OBJECTIVE: Please locate each line in the entries below that contains the word "skin", and copy those lines out.
⟨
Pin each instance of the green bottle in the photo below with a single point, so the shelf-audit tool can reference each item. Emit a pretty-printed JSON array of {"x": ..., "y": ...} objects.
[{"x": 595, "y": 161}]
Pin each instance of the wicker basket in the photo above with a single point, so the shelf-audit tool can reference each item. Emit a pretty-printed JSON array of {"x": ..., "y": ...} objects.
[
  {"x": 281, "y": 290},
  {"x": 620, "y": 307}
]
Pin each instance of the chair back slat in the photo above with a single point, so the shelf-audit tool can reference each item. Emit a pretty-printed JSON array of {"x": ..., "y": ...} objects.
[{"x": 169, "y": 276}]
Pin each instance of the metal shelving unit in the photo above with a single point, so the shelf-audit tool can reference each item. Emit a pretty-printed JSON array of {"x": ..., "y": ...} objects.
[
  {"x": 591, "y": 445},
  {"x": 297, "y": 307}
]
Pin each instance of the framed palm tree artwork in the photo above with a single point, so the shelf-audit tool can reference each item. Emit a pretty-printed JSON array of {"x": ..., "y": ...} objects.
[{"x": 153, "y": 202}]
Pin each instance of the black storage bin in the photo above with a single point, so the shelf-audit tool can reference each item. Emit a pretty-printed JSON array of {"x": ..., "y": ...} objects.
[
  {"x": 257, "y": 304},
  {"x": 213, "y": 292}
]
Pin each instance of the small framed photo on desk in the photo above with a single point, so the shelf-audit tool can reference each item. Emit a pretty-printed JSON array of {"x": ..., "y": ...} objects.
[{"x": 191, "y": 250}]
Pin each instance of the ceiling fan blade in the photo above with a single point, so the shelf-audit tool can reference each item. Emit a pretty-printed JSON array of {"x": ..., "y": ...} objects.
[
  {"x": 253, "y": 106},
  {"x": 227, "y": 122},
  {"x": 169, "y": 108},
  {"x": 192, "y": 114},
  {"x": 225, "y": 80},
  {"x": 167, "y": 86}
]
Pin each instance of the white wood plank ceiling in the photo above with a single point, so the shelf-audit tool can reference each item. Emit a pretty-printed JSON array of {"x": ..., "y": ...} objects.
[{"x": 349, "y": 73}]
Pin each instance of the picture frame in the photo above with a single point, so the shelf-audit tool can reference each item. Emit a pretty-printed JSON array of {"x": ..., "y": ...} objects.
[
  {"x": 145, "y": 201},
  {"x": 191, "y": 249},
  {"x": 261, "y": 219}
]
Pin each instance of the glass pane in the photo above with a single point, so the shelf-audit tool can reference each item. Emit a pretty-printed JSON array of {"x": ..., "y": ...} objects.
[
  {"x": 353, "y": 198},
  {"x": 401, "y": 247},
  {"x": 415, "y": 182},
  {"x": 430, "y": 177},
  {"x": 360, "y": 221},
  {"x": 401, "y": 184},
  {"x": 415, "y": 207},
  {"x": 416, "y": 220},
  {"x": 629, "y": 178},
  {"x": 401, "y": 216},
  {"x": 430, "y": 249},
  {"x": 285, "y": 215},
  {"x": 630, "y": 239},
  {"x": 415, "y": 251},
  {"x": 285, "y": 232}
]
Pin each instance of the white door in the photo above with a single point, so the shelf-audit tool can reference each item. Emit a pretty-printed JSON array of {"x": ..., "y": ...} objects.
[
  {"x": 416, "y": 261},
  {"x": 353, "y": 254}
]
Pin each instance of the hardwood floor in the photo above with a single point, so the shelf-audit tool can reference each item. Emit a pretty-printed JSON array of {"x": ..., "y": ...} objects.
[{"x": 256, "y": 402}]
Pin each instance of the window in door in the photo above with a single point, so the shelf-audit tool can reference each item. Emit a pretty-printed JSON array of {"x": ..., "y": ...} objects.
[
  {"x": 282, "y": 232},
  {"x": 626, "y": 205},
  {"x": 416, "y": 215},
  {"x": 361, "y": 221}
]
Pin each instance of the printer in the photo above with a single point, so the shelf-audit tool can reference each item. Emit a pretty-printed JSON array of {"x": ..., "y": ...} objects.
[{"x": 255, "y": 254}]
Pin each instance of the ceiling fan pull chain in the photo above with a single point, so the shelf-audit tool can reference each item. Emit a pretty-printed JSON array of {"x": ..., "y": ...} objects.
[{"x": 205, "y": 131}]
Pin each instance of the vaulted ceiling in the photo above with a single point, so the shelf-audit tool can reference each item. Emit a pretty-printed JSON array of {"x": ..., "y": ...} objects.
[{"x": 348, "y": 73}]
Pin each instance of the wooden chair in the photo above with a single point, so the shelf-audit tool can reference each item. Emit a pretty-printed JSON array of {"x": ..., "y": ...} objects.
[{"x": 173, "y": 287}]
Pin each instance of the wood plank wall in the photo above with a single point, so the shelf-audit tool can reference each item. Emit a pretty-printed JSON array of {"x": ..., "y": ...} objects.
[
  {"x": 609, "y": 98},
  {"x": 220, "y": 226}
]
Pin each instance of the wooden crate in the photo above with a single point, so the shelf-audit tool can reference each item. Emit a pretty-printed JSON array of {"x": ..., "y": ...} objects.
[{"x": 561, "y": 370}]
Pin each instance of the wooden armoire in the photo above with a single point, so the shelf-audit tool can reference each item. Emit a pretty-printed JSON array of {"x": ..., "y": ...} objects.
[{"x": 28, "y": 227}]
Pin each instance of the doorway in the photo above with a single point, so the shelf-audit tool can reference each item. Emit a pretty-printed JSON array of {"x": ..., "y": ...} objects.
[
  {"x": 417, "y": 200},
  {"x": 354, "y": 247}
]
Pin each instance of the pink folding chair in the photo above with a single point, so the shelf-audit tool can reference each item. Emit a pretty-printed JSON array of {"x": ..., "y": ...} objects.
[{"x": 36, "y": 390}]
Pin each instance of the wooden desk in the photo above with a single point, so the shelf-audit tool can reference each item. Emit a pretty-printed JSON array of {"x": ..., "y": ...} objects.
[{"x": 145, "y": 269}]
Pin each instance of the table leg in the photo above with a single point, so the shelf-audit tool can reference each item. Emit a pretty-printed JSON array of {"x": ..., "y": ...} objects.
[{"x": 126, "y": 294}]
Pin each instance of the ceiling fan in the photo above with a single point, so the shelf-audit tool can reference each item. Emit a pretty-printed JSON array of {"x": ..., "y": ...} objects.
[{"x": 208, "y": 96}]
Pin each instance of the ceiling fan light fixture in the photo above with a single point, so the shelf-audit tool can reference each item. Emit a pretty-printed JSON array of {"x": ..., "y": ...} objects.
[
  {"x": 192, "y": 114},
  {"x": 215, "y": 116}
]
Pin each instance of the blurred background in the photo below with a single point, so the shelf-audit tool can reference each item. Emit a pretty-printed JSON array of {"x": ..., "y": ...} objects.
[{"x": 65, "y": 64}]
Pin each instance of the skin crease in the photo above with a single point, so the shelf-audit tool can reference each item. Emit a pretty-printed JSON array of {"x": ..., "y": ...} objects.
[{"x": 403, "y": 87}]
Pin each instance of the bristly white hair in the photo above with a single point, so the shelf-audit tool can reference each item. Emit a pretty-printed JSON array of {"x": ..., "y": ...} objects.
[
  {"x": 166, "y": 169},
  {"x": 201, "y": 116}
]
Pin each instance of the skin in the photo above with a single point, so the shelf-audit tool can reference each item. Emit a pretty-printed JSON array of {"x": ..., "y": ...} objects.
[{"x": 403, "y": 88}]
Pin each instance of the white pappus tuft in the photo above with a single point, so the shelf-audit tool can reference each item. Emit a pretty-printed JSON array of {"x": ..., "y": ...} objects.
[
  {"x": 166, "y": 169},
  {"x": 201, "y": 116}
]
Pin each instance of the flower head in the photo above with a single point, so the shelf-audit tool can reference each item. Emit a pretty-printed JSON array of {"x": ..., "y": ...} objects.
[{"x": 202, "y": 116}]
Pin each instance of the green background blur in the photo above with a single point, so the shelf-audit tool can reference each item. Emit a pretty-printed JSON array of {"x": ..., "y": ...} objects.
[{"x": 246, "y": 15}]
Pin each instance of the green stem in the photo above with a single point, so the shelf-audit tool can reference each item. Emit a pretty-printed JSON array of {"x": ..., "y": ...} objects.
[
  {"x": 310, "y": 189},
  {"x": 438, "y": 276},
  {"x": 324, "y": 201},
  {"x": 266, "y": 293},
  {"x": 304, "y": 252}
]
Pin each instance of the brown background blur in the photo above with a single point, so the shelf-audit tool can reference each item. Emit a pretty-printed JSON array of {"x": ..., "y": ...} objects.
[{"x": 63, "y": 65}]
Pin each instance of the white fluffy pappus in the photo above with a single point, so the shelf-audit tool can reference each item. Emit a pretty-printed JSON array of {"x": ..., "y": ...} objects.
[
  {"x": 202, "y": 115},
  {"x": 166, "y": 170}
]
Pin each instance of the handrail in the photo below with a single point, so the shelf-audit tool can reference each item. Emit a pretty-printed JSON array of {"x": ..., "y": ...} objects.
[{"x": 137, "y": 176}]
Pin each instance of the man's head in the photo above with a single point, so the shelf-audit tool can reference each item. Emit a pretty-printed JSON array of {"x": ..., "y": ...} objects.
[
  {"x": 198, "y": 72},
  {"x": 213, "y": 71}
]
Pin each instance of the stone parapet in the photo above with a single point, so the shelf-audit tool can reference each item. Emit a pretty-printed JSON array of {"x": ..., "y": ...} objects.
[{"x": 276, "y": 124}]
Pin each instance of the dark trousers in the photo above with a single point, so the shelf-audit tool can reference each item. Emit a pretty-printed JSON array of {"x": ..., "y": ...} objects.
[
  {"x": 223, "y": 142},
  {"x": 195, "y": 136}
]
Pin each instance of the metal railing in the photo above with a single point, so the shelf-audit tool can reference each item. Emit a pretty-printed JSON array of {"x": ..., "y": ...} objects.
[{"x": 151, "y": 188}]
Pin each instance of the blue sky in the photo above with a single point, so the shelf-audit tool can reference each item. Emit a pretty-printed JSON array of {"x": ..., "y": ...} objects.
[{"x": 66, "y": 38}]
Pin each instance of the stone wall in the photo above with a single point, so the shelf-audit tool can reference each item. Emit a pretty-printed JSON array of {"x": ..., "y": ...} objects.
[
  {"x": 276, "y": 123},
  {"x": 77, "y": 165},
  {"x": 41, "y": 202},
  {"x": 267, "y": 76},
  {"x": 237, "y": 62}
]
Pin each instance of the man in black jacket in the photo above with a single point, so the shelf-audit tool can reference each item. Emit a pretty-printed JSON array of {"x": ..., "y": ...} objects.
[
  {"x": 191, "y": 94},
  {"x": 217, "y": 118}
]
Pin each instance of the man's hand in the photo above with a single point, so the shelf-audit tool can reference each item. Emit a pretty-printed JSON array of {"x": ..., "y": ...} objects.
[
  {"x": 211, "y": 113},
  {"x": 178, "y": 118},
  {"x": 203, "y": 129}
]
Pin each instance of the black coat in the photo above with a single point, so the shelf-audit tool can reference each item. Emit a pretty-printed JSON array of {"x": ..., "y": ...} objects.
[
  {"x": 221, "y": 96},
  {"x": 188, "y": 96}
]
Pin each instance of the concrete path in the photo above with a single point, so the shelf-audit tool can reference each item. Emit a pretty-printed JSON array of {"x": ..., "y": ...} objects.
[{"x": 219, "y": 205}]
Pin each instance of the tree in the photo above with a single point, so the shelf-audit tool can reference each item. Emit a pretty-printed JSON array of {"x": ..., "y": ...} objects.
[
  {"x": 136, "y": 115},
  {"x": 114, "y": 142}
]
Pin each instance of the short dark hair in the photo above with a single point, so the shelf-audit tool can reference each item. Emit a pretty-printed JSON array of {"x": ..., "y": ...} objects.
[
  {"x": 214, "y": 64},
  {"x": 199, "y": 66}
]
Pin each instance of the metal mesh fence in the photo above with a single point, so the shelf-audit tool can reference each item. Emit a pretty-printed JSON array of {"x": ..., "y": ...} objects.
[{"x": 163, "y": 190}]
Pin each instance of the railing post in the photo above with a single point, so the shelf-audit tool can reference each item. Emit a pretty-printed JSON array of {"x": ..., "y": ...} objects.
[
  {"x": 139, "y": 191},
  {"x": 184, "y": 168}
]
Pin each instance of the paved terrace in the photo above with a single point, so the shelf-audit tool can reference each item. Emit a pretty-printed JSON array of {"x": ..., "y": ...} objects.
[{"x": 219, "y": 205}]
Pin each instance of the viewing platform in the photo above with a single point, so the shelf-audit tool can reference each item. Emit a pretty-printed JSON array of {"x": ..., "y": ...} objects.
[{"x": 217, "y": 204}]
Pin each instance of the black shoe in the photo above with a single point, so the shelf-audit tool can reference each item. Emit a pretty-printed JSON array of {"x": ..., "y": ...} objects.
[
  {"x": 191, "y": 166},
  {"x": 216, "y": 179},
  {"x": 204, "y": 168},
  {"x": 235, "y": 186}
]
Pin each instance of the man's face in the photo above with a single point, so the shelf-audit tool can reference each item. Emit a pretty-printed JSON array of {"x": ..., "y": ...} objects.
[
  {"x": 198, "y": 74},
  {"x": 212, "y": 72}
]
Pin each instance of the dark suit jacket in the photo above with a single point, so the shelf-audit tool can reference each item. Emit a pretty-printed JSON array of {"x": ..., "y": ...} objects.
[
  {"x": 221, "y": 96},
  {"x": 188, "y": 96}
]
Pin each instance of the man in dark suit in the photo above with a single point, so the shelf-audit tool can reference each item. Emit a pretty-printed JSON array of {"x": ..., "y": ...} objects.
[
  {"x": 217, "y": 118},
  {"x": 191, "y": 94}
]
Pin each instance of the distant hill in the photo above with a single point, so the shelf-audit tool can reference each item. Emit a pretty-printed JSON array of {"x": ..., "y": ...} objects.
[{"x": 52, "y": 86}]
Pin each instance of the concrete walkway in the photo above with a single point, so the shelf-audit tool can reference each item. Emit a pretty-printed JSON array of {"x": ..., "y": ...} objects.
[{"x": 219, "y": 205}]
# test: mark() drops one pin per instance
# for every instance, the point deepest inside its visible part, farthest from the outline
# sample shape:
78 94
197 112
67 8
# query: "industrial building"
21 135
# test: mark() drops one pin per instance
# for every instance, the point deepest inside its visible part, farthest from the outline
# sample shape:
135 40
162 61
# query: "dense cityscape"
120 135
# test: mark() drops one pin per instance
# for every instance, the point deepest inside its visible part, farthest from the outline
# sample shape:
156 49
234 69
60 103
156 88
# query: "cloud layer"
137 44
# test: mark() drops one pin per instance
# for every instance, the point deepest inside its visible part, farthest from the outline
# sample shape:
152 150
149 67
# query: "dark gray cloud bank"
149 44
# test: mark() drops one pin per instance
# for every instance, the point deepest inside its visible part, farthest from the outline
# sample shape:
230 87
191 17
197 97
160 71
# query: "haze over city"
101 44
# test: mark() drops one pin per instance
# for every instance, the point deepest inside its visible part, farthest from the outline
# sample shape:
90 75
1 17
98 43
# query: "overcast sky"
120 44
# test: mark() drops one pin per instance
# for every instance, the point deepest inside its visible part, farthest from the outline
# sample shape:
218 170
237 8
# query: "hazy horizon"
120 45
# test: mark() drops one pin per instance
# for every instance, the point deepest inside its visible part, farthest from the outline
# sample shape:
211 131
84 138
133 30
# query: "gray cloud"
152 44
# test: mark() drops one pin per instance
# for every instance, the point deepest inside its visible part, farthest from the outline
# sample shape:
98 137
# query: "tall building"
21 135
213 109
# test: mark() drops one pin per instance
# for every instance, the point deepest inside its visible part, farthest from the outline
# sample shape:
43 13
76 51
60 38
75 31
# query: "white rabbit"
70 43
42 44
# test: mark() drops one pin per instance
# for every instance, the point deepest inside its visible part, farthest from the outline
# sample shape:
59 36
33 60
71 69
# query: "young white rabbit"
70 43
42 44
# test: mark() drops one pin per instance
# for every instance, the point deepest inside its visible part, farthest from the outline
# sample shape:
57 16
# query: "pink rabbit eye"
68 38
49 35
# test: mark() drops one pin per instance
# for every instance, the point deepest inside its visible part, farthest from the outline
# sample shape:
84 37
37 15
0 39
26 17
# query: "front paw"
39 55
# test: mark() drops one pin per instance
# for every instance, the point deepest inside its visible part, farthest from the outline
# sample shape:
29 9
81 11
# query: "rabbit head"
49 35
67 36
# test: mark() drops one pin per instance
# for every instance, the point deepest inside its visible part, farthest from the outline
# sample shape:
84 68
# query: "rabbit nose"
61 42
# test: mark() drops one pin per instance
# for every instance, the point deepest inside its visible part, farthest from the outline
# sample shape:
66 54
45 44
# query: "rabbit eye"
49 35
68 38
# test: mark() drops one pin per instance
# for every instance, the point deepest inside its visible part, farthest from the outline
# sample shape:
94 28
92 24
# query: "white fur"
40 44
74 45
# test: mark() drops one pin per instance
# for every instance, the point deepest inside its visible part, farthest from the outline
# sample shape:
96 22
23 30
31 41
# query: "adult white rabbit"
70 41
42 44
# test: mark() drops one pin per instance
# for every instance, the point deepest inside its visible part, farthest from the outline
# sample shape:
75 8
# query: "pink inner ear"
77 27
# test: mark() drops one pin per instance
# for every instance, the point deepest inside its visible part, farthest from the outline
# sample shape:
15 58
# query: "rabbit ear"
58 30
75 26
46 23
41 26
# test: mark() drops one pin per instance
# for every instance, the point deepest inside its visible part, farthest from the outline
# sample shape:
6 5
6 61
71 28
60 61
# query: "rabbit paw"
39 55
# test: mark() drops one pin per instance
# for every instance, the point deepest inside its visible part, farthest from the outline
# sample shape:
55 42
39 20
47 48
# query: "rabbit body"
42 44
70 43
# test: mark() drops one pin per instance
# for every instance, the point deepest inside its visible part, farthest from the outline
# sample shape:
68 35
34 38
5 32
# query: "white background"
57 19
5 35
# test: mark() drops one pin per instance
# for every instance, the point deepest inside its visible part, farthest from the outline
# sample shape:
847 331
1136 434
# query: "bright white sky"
⟩
ANSWER FOR THE TASK:
Pin each instance of the skin crease in the photo above with a single point, so the shelf-audit tool can reference each item. Emit a pretty-printed JSON array of {"x": ..., "y": ...} objects.
Pin each instance of the skin in the photo above with a single point, so the shelf-audit tool can reference each item. Emit a pretty-printed JSON array of {"x": ..., "y": ...} objects.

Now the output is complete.